▶ **Tasks to carry out**
a – Quote the forum post on the Raspberry Pi cluster filesystem from "I then set up" up to and including "exactly straightforward, though.".
b – In the forum post on the Raspberry Pi cluster filesystem, what filesystem was the iSCSI target on the AS6510T set up to be?
c – Carry on the forum post on the Raspberry Pi cluster filesystem, starting after its final sentence.

▶ **Source text**
:::
So, just to circle back, since I've spent the best part of today getting a clustered-filesystem up and running on my little raspberry Pi kubernetes cluster...

Here's how standard NFS did, running using Btrfs on the Asustor AS6510T, served out to three of the workers on the cluster:

@k8-w1:~/dbio$ dst/bin/dctest -u /archive/tmp/test.db -i 1 -c -n 10000
Connected to resource: /archive/tmp/test.db
worker  1 value = 29472 after 698.149864 secs

@k8-w2:~/dbio$ dst/bin/dctest -u /archive/tmp/test.db -i 2 -n 10000
Connected to resource: /archive/tmp/test.db
worker  2 value = 29759 after 703.140837 secs

@k8-w3:~/dbio$ dst/bin/dctest -u /archive/tmp/test.db -i 3 -n 10000
Connected to resource: /archive/tmp/test.db
worker  3 value = 30000 after 704.651374 secs

I then set up the iscsi target on the AS6510T to be an ocfs2 filesystem - Oracle clustering filesystem v2. I'll spare anyone reading this the tortuous details, but once it was up and running it was rock solid. Configuring the thing isn't exactly straightforward, though.

Running the same program targeting the iscsi mount-point resulted in core-dumps pretty much as soon as 2 machines were accessing the same file, which wasn't a great start. It seems that with the kernel personality, only flock() locking is supported, not posix locks, which is what SQLite uses by default.

So I reconfigured the SQLite amalgamation with -DSQLITE_ENABLE_LOCKING_STYLE, fixed the compile-time errors with missing #includes, and tried again. This time the program ran but told me it couldn't open the database file when I tried passing the "unix-flock" vfs string to sqlite3_open_v2().
:::
Pointing dataset records:
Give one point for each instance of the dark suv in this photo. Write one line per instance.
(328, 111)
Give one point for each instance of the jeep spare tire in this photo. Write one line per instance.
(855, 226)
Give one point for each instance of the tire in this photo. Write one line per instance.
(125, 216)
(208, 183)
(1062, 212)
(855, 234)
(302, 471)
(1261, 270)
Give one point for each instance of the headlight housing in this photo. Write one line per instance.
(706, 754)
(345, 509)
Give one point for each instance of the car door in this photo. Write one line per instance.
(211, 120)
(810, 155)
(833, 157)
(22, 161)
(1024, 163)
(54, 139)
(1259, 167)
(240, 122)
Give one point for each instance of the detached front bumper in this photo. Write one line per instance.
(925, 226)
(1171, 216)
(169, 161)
:::
▶ **Final answers**
a –
I then set up the iscsi target on the AS6510T to be an ocfs2 filesystem - Oracle clustering filesystem v2. I'll spare anyone reading this the tortuous details, but once it was up and running it was rock solid. Configuring the thing isn't exactly straightforward, though.

b – An ocfs2 filesystem, Oracle clustering filesystem v2.

c –
A little frustrated, I tried other vfs locking implementations, and "unix-dotfile" worked, so I could get the below comparison versus NFS. I daresay it's not as efficient as flock() would have been but for my purposes it works well enough:

@k8-w1:~/dbio$ dst/bin/dctest -u '/iscsi/tmp/test.db?vfs=unix-dotfile' -i 1 -c -n 10000
Connected to resource: sqlite:/iscsi/tmp/test.db?vfs=unix-dotfile
worker  1 value = 10000 after 149.560367 secs

@k8-w3:~/dbio$ dst/bin/dctest -u '/iscsi/tmp/test.db?vfs=unix-dotfile' -i 3 -n 10000
Connected to resource: sqlite:/iscsi/tmp/test.db?vfs=unix-dotfile
worker  3 value = 24595 after 455.827016 secs

@k8-w2:~/dbio$ dst/bin/dctest -u '/iscsi/tmp/test.db?vfs=unix-dotfile' -i 2 -n 10000
Connected to resource: sqlite:/iscsi/tmp/test.db?vfs=unix-dotfile
worker  2 value = 30000 after 531.742586 secs

Points of note:

  1. Both NFS and the clustered FS still maintain the locking semantics, and I still get the correct final result.

  2. For NFS, there is clearly a good spread of the locking/unlocking across the various clients, because the very first worker to return is almost at the end of the count. This seems pretty much ideal, in fact.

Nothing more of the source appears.